▶ Aim of the exercise
Change "even-odd" to "nonzero" throughout the lines below, leaving everything else unchanged, and omit the pictures from your answer.

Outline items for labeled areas
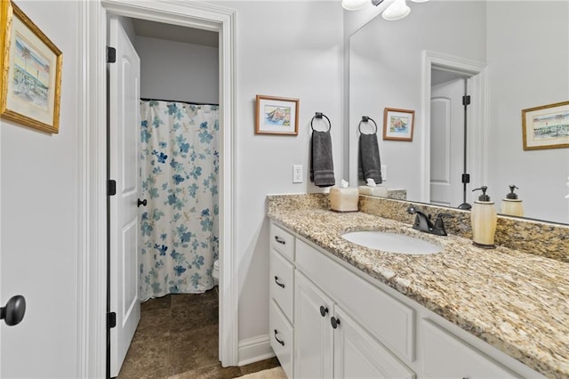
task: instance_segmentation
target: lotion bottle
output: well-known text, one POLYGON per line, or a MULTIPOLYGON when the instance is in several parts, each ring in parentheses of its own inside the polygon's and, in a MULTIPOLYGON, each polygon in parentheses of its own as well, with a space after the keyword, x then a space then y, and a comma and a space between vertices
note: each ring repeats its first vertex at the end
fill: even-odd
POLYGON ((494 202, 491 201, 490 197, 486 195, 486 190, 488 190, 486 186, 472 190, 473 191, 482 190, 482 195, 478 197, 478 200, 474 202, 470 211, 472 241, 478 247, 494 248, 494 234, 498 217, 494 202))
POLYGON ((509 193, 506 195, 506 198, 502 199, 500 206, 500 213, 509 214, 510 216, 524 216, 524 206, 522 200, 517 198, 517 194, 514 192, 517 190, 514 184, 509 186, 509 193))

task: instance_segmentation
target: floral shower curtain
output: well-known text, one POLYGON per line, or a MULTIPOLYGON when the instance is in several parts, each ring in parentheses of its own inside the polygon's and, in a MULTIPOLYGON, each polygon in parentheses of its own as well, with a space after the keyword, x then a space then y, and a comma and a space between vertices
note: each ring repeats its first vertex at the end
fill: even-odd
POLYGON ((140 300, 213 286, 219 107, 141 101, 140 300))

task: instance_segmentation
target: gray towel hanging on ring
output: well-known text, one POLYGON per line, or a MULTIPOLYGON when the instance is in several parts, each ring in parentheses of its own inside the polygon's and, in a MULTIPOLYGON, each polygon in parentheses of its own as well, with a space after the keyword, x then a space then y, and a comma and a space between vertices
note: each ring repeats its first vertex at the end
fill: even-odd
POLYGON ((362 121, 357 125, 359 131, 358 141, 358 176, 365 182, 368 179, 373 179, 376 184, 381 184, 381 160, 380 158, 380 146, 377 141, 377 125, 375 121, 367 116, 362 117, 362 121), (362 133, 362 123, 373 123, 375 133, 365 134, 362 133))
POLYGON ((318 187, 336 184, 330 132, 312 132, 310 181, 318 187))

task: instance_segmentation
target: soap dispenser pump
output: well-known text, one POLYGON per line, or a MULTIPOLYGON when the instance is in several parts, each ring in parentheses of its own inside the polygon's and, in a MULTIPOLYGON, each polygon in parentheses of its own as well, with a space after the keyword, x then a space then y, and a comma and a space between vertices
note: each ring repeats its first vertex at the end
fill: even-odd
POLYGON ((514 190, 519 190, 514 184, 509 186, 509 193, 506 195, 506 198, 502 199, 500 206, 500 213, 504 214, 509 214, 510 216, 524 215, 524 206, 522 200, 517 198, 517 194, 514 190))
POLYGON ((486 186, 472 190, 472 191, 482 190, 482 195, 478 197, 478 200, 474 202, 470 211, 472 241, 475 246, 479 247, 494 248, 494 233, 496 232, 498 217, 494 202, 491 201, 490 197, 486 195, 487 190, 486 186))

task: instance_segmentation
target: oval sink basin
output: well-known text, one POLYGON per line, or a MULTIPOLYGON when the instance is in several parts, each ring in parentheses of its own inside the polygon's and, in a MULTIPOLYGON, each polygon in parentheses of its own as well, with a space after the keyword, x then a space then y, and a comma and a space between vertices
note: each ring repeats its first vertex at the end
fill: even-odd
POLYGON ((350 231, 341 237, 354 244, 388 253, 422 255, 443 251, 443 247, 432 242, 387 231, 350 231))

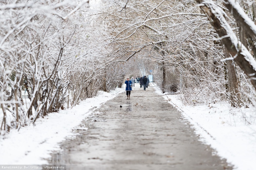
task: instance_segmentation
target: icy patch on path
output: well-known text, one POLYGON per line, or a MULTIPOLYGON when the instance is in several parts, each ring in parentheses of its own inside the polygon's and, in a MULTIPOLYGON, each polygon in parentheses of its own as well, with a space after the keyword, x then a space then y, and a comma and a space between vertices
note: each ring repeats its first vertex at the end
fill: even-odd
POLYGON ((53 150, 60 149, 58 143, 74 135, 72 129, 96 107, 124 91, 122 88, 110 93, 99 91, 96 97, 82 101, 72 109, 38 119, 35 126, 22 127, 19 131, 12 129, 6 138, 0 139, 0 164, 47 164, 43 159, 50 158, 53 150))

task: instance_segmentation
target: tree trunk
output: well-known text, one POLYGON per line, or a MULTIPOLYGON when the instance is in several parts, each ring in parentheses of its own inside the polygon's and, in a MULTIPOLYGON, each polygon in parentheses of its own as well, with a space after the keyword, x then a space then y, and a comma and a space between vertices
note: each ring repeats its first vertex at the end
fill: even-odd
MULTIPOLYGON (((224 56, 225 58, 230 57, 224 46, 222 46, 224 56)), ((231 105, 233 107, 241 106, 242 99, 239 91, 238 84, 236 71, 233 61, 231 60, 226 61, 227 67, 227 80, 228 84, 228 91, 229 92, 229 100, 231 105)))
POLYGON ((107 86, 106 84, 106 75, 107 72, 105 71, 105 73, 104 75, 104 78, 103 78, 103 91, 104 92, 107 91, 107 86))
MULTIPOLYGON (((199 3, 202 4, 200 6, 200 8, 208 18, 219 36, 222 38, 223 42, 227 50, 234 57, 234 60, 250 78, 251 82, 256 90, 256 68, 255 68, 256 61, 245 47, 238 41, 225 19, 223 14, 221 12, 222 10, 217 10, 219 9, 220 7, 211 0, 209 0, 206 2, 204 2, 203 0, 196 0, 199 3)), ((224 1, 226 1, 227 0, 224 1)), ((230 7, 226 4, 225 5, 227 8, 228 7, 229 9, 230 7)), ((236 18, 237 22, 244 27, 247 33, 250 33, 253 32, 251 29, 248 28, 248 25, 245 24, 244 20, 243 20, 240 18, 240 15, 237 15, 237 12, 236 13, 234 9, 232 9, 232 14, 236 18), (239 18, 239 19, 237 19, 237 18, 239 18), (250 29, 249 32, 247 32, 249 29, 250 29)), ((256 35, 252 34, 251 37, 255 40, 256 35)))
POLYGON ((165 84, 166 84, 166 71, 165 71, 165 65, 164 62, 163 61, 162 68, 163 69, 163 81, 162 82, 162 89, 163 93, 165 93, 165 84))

▶ Solution to this task
task: instance_segmentation
target: lotion bottle
output: well-known text, one POLYGON per line, or a MULTIPOLYGON when the instance is in several parts, each ring in parentheses of its own inside the polygon's and, in a MULTIPOLYGON, each polygon in parentheses of its own as well, with a space after the keyword, x then a space then y, and a comma and a space between vertices
note: each ring repeats its first vertex at the end
fill: nonzero
POLYGON ((494 202, 491 201, 490 197, 486 195, 486 190, 488 190, 486 186, 472 190, 473 191, 482 190, 482 195, 478 197, 478 200, 474 202, 470 211, 472 241, 478 247, 494 248, 494 234, 498 217, 494 202))
POLYGON ((509 193, 506 195, 506 198, 502 199, 500 206, 500 213, 509 214, 510 216, 524 216, 524 206, 522 200, 517 198, 517 194, 514 192, 517 190, 514 184, 509 186, 509 193))

task: instance_segmentation
target: floral shower curtain
output: well-known text, one POLYGON per line, or a MULTIPOLYGON when the instance is in several parts, each ring in parentheses of its own inside the polygon's and, in a MULTIPOLYGON, each polygon in parentheses of its own as well, with a space after the keyword, x then a space then y, and a comma and a space between vertices
note: each ring repeats its first vertex at the end
fill: nonzero
POLYGON ((140 300, 213 286, 219 107, 141 101, 140 300))

task: instance_segmentation
target: gray towel hanging on ring
output: well-known text, one POLYGON per line, or a MULTIPOLYGON when the instance is in several parts, each ring in parentheses of its own inside the polygon's and, in a MULTIPOLYGON, each polygon in parentheses of its own as well, with a space after the keyword, x then a space then y, and a comma and a space between vertices
note: each ring repeats its first vertex at the end
fill: nonzero
POLYGON ((362 121, 357 125, 359 131, 358 141, 358 176, 365 182, 368 179, 373 179, 376 184, 381 184, 381 160, 380 158, 380 146, 377 141, 377 125, 375 121, 367 116, 362 117, 362 121), (362 133, 362 123, 373 123, 375 133, 365 134, 362 133))
POLYGON ((318 187, 336 184, 330 132, 312 132, 310 181, 318 187))

task: instance_segmentation
target: soap dispenser pump
output: well-known text, one POLYGON per line, or a MULTIPOLYGON when the instance is in several parts, each ring in parentheses of its own inside the polygon's and, in a MULTIPOLYGON, each polygon in parentheses of its own as well, with a space after the keyword, x then a space then y, and a comma and a space between vertices
note: each ring repeats its first vertex at the end
fill: nonzero
POLYGON ((514 190, 519 190, 514 184, 509 186, 509 193, 506 195, 506 198, 502 199, 500 206, 500 213, 504 214, 509 214, 510 216, 524 215, 524 206, 522 200, 517 198, 517 194, 514 190))
POLYGON ((486 186, 472 190, 472 191, 482 190, 482 195, 478 197, 478 200, 474 202, 470 211, 472 241, 475 246, 479 247, 494 248, 494 233, 496 232, 498 217, 494 202, 491 201, 490 197, 486 195, 487 190, 486 186))

task: instance_segmentation
target: oval sink basin
output: well-known text, one POLYGON per line, or a MULTIPOLYGON when the instance is in several parts, each ring in parentheses of its own inside the polygon's and, in a MULTIPOLYGON, each polygon in parentheses of its own as well, with a space after the keyword, x then a space then y, and a comma and a space between vertices
note: each ring repeats its first vertex at the end
fill: nonzero
POLYGON ((350 231, 341 237, 354 244, 388 253, 422 255, 443 251, 443 247, 432 242, 387 231, 350 231))

task: instance_segmentation
target: icy patch on path
output: well-known text, one POLYGON per line, or a MULTIPOLYGON when the instance is in several parts, each ring in parentheses of its own inside the polygon's and, in a MULTIPOLYGON, each polygon in parentheses of its own as well, with a space after the keyword, x then a space then y, and a comma and a space between vertices
note: each ring repeats its first vertex at the end
fill: nonzero
POLYGON ((53 150, 60 149, 58 143, 74 135, 72 129, 96 107, 124 91, 122 88, 110 93, 99 91, 96 97, 82 101, 72 109, 38 119, 35 126, 22 127, 19 131, 12 129, 6 138, 0 139, 0 164, 47 164, 43 159, 50 158, 53 150))

task: instance_segmentation
target: tree trunk
output: well-known text, one POLYGON per line, or a MULTIPOLYGON when the instance is in several parts, each ring in parentheses of its own inside the polygon's and, in a MULTIPOLYGON, each polygon in parentheses of its own as well, with a space after the keyword, x then a space then y, and a comma and a space between vertices
note: each ring repeats its first vertex at the end
fill: nonzero
MULTIPOLYGON (((224 56, 225 58, 230 57, 224 46, 222 46, 224 56)), ((231 105, 233 107, 241 106, 242 99, 239 91, 238 84, 236 71, 233 61, 231 60, 226 61, 227 67, 227 80, 228 84, 228 91, 229 92, 229 100, 231 105)))
POLYGON ((107 86, 106 84, 106 75, 107 72, 105 71, 105 73, 104 75, 104 78, 103 78, 103 91, 104 92, 107 91, 107 86))
MULTIPOLYGON (((199 3, 202 4, 200 6, 200 8, 208 18, 219 36, 222 38, 223 42, 227 50, 234 57, 234 60, 250 78, 251 82, 256 90, 256 68, 255 68, 256 61, 245 47, 238 41, 225 19, 223 14, 221 12, 222 10, 217 10, 219 9, 220 7, 211 0, 209 0, 206 2, 204 2, 203 0, 196 0, 199 3)), ((224 1, 226 1, 227 0, 224 1)), ((230 7, 226 4, 225 5, 227 8, 228 7, 229 9, 230 7)), ((236 18, 237 22, 244 27, 247 33, 250 33, 253 32, 251 29, 248 28, 248 25, 245 24, 244 20, 243 20, 240 18, 240 15, 237 15, 237 12, 236 13, 234 9, 232 9, 232 14, 236 18), (239 18, 239 19, 237 19, 237 18, 239 18), (250 29, 249 32, 247 32, 249 29, 250 29)), ((256 35, 252 34, 251 37, 255 40, 256 35)))
POLYGON ((165 84, 166 84, 166 71, 165 71, 165 65, 164 62, 163 61, 162 68, 163 69, 163 81, 162 82, 162 89, 163 93, 165 93, 165 84))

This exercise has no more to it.